++++ TEXTE FOURNI

09/09/2007
Autour de la guerre (1) B-17G : Disturbing the Universe
J'étais entré chez Tschann un après-midi, à court d'idées, mais avec l'envie de lire de bonnes choses. Je m'étais installé au beau milieu de la librairie et j'avais proposé à deux ou trois membres de l'équipe de me faire partager leurs coups de coeur. Ecoutant les uns, soupesant les autres, je faisais de grandes piles hétéroclites et désordonnées dans les coins en tentant de me faire l'idée la plus juste possible de la qualité des relations que nous pourrions, chacun de ces livres et moi, entretenir par la suite. Si, comme le dit Pierre Lepape, "la lecture est le plaisir le plus comparable au plaisir amoureux", cet après-midi-là confina sans aucun doute au libertinage, gravité incluse. Effet sans doute d'une trop grande distance prise dans les mois qui avaient précédé avec les livres, je voulais les embrasser tous, mais il fallait choisir. Entrant pour chercher de quoi lire, on se souvient soudain - le temps manque - que l'on va mourir. Au lieu pourtant d'en éprouver de la tristesse, c'est un supplément d'intensité que l'on ressent, comme un surcroît de monde.
L'un d'eux me mit entre les mains "B-17G", ce petit livre de Pierre Bergounioux que je calais tant bien que mal dans la pile finale, et auquel j'ai repensé ces derniers temps en écoutant de vénérables Américains évoquer leur guerre en France. Ces deux-là - l'un a plus de quatre-vingt dix ans, l'autre quatre-vingt bien tassés, et tous deux tiennent une forme étonnante - ont eu de la chance. Ils en sont revenus et évoquent aujourd'hui cet épisode si intense et si lointain de leur vie avec une légèreté presque ironique, au sens de l'ironie du sort, qui masque mal, à la vérité, la gravité du souvenir de leurs morts (Holdridge par exemple a toujours refusé de mettre un pied dans un des cimetières américains de Normandie : on devine qu'une seconde fois, il en aurait été dévasté).
A l'origine de ce petit livre, il y a une photo. C'est une petite vignette, assez floue, qui apparaît sur la belle couverture noire de la nouvelle édition de l'ouvrage chez Argol, et qui représente la partie arrière d'un bombardier en vol. L'appareil a été touché et une fumée épaisse jaillit sur la gauche de la carlingue. L'avion est un B-17, un modèle G, la plus récente à l'époque des "forteresses volantes" qui furent présentées à Seattle en 1934 et qui pillonnèrent l'Allemagne dans les dernières années de la guerre. "Ce n'est pas à riposter, écrit Bergounioux, comme au cinéma, comme y songent les gosses, que j'ai pensé lorsque j'ai revu la Forteresse volante. C'est aux gosses qui se trouvaient à bord. Ils furent les protagonistes d'une mutation sans exemple ni précédent de la civilisation matérielle et morale et payèrent de leur vie ce privilège exorbitant".

++++++++

**À COMPLÉTER:**
• A. D'après le texte fourni, en quelle année les « forteresses volantes » furent-elles présentées à Seattle ?
• B. Réécrivez sous forme de liste le paragraphe du texte fourni qui commence par « A l'origine de ce petit livre », en conservant ses faits principaux.

++++ DONNÉES FOURNIES

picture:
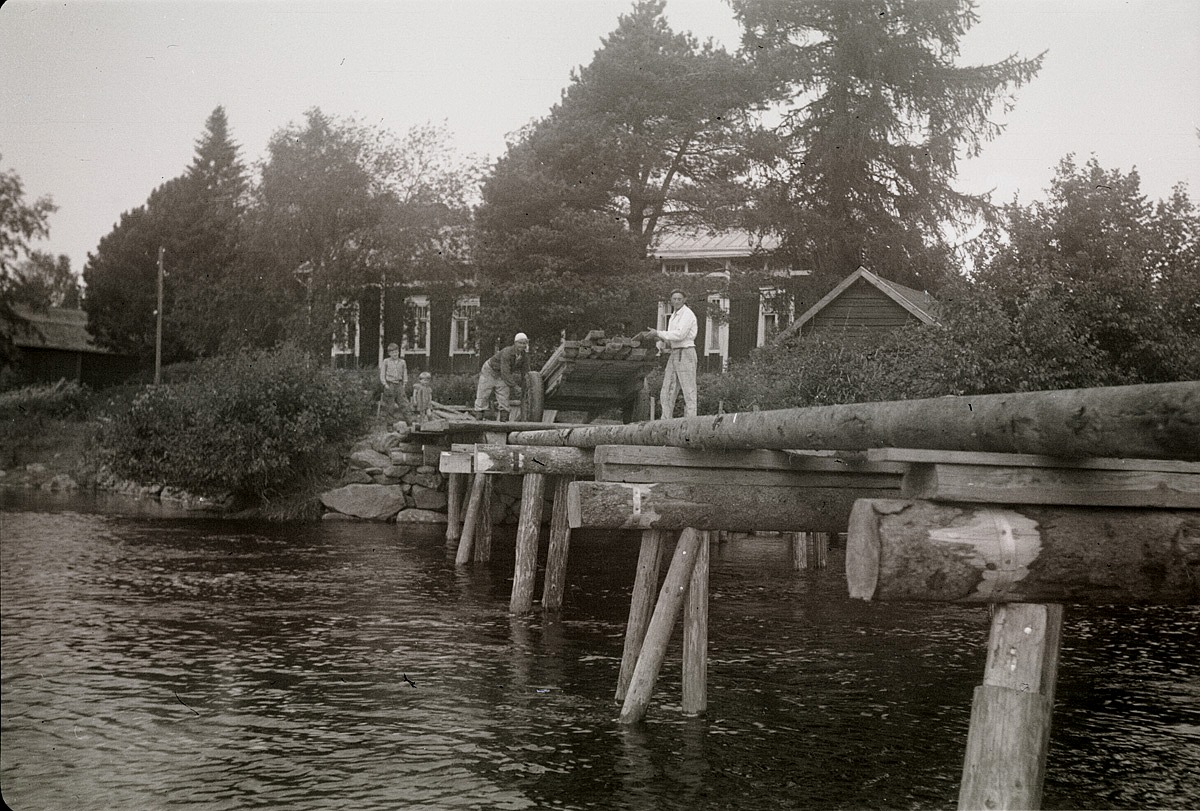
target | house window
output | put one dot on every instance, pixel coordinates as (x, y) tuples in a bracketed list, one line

++++++++

**CORRIGÉ DE L'EXERCICE:**
• A. En 1934.

• B.
- Le livre a pour origine une photo : une petite vignette assez floue, visible sur la couverture noire de la nouvelle édition chez Argol.
- Elle montre l'arrière d'un bombardier en vol. L'appareil a été touché et une fumée épaisse jaillit sur la gauche de la carlingue.
- L'avion est un B-17 modèle G, le plus récent à l'époque des « forteresses volantes ». Celles-ci furent présentées à Seattle en 1934 et pilonnèrent l'Allemagne dans les dernières années de la guerre.
- En revoyant l'appareil, Bergounioux n'a pas pensé à riposter comme au cinéma, mais aux gosses qui se trouvaient à bord.
- Selon lui, ces gosses furent les protagonistes d'une mutation sans précédent de la civilisation matérielle et morale et payèrent ce privilège de leur vie.